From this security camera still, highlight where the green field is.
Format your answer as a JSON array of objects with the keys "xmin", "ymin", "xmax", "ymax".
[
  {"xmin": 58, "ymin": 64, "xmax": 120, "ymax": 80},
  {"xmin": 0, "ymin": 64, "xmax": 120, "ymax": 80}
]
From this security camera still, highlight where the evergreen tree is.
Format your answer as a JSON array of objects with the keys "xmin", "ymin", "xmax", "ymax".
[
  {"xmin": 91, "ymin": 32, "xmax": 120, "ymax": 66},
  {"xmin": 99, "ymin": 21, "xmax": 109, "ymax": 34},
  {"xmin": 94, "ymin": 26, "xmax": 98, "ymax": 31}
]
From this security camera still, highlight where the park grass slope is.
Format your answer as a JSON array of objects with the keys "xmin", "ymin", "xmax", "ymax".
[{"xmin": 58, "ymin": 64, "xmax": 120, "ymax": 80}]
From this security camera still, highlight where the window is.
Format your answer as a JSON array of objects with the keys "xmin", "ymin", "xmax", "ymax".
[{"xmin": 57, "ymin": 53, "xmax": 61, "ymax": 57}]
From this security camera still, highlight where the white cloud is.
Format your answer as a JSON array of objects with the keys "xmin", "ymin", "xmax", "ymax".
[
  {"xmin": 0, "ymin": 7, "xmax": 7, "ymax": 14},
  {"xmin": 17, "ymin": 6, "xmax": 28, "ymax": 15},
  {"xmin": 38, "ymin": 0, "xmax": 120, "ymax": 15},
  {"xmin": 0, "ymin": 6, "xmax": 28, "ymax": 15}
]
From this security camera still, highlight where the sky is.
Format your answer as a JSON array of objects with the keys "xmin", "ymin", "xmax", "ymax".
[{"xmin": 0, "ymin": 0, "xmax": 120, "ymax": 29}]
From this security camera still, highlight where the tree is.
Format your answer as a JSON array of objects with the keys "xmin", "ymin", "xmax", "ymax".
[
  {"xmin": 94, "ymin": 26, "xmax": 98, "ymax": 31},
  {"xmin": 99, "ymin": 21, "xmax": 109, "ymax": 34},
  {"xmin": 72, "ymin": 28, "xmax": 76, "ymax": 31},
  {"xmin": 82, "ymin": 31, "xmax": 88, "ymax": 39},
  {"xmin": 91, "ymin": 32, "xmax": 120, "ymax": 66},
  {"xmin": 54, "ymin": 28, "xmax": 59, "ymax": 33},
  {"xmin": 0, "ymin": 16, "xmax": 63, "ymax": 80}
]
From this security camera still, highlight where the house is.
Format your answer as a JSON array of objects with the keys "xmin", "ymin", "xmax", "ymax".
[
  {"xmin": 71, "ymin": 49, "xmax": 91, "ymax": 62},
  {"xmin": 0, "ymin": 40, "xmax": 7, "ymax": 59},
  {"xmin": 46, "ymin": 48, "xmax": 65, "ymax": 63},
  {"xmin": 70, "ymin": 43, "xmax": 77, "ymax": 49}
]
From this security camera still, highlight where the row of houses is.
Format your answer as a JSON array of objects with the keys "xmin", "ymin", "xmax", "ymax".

- - - - - - -

→ What needs to be done
Rewrite the data above as a JSON list of strings, one string per line, leaving out any blank lines.

→ Exercise solution
[
  "From this security camera still, highlight where the green field is.",
  "Format your answer as a JSON array of objects with the keys \"xmin\", \"ymin\", \"xmax\", \"ymax\".",
  "[",
  "  {\"xmin\": 58, \"ymin\": 64, \"xmax\": 120, \"ymax\": 80},",
  "  {\"xmin\": 0, \"ymin\": 64, \"xmax\": 120, \"ymax\": 80}",
  "]",
  "From this security camera still, highlight where the evergreen tree is.",
  "Format your answer as a JSON array of objects with the keys \"xmin\", \"ymin\", \"xmax\", \"ymax\".",
  "[",
  "  {\"xmin\": 91, \"ymin\": 32, \"xmax\": 120, \"ymax\": 66},",
  "  {\"xmin\": 99, \"ymin\": 21, \"xmax\": 109, \"ymax\": 34},",
  "  {\"xmin\": 94, \"ymin\": 26, \"xmax\": 98, \"ymax\": 31}",
  "]",
  "From this security camera still, highlight where the park grass slope is.",
  "Format your answer as a JSON array of objects with the keys \"xmin\", \"ymin\", \"xmax\", \"ymax\".",
  "[{\"xmin\": 58, \"ymin\": 64, \"xmax\": 120, \"ymax\": 80}]",
  "From this security camera still, highlight where the window is.",
  "Format your answer as a JSON array of objects with the keys \"xmin\", \"ymin\", \"xmax\", \"ymax\".",
  "[{\"xmin\": 57, \"ymin\": 53, \"xmax\": 61, \"ymax\": 57}]",
  "From this security camera still, highlight where the white cloud is.",
  "Format your answer as a JSON array of objects with the keys \"xmin\", \"ymin\", \"xmax\", \"ymax\".",
  "[",
  "  {\"xmin\": 0, \"ymin\": 7, \"xmax\": 7, \"ymax\": 14},",
  "  {\"xmin\": 17, \"ymin\": 6, \"xmax\": 28, \"ymax\": 15},",
  "  {\"xmin\": 38, \"ymin\": 0, \"xmax\": 120, \"ymax\": 15},",
  "  {\"xmin\": 0, \"ymin\": 6, \"xmax\": 28, \"ymax\": 15}",
  "]",
  "From this security camera still, highlight where the sky is.",
  "Format your answer as a JSON array of objects with the keys \"xmin\", \"ymin\", \"xmax\", \"ymax\".",
  "[{\"xmin\": 0, \"ymin\": 0, \"xmax\": 120, \"ymax\": 29}]",
  "From this security camera still, highlight where the tree is.",
  "Format your answer as a JSON array of objects with the keys \"xmin\", \"ymin\", \"xmax\", \"ymax\".",
  "[",
  "  {\"xmin\": 94, \"ymin\": 26, \"xmax\": 98, \"ymax\": 31},",
  "  {\"xmin\": 99, \"ymin\": 21, \"xmax\": 109, \"ymax\": 34},",
  "  {\"xmin\": 72, \"ymin\": 28, \"xmax\": 76, \"ymax\": 31},",
  "  {\"xmin\": 82, \"ymin\": 31, \"xmax\": 88, \"ymax\": 39},",
  "  {\"xmin\": 91, \"ymin\": 32, \"xmax\": 120, \"ymax\": 66},",
  "  {\"xmin\": 54, \"ymin\": 28, \"xmax\": 59, \"ymax\": 33},",
  "  {\"xmin\": 0, \"ymin\": 16, \"xmax\": 63, \"ymax\": 80}",
  "]",
  "From this security camera still, highlight where the house is.",
  "Format your answer as a JSON array of objects with the keys \"xmin\", \"ymin\", \"xmax\", \"ymax\".",
  "[",
  "  {\"xmin\": 71, \"ymin\": 49, \"xmax\": 91, \"ymax\": 62},",
  "  {\"xmin\": 0, \"ymin\": 40, \"xmax\": 7, \"ymax\": 59},",
  "  {\"xmin\": 46, \"ymin\": 48, \"xmax\": 65, \"ymax\": 63},",
  "  {\"xmin\": 70, \"ymin\": 43, \"xmax\": 77, \"ymax\": 49}",
  "]",
  "From this security camera still, highlight where the row of houses is.",
  "Format your answer as a JSON array of objects with the keys \"xmin\", \"ymin\", \"xmax\", \"ymax\"."
]